### Set problem
Copy the following records line for line, without changing anything.

Dataset excerpts on object pointing:
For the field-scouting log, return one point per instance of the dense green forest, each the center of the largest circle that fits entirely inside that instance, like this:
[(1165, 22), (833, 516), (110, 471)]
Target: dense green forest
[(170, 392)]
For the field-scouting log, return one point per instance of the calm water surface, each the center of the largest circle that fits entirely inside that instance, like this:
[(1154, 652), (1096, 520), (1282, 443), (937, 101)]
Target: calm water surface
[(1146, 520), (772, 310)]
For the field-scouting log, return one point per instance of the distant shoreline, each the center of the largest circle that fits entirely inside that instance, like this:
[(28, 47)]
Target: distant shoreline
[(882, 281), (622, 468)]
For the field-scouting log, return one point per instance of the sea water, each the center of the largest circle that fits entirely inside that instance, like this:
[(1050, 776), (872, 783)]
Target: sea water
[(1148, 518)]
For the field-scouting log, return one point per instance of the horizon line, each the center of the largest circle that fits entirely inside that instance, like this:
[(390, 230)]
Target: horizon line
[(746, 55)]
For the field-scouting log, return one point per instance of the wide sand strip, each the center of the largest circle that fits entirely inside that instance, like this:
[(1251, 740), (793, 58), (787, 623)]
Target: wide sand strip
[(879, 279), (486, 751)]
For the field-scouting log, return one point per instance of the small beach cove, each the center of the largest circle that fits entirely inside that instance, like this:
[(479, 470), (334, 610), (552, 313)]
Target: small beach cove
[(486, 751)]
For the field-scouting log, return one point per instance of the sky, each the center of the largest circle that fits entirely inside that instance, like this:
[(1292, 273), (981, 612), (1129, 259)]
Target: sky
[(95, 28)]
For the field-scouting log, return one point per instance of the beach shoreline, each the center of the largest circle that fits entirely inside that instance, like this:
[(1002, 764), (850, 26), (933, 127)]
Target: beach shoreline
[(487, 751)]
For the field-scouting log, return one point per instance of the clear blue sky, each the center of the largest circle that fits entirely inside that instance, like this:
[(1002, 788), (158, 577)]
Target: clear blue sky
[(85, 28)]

### Final answer
For the field-scouting log, return one point per instance of the dense green forest, each the center of the largest circle that fits entirely inside that instance, like this:
[(1165, 22), (833, 516), (110, 471)]
Target: dense green forest
[(170, 392)]
For the field-scouting log, return one point per instance of the calm water surface, each the center of the largest circle that fits entirely inside that instance, like this:
[(1154, 652), (1096, 520), (1282, 443), (937, 101)]
Target: calm water surface
[(1146, 520), (772, 310)]
For the field-scouting log, return one point per instance of the distant shoreline, each the center of the largest circle that fits entirely inside that instance, like this:
[(28, 47)]
Target: distant shoreline
[(882, 281), (622, 468)]
For the field-scouting log, return one point per instance of the sea water, each the center of the largest circle that fits entirely inside that instance, like this:
[(1050, 776), (872, 783)]
Target: sea water
[(1148, 518)]
For the field-scouting log, return one point per instance of the horizon line, each the center of the largest circle that fits entirely inside that instance, like this:
[(390, 230)]
Target: horizon line
[(746, 55)]
For the field-scouting log, return one point per instance of the wide sand strip, each the center of the largest circle that fits entirely inside that instance, like this:
[(1251, 740), (793, 58), (787, 623)]
Target: wide sand strip
[(879, 279), (486, 751)]
For the field-scouting log, return one point per instance of the small beach cove, each the center of the largest circle that fits entirely inside that instance, like this:
[(479, 470), (334, 610), (552, 313)]
Target: small beach cove
[(486, 751)]
For the field-scouting log, return one point per instance of the sky, each the center of the largest circle that fits entirely inside that instance, like this:
[(1292, 273), (981, 612), (1129, 259)]
Target: sky
[(95, 28)]
For the field-scouting log, return one point per instance of the beach shoreline, each the center of the largest circle that fits entirely inside that instance, like this:
[(1002, 764), (850, 26), (933, 127)]
Target: beach shoreline
[(487, 751)]
For the field-scouting log, return one point per instance of the clear blue sky, each the center of the largest circle that fits entirely inside that instance, like this:
[(1002, 788), (158, 577)]
Target: clear blue sky
[(85, 28)]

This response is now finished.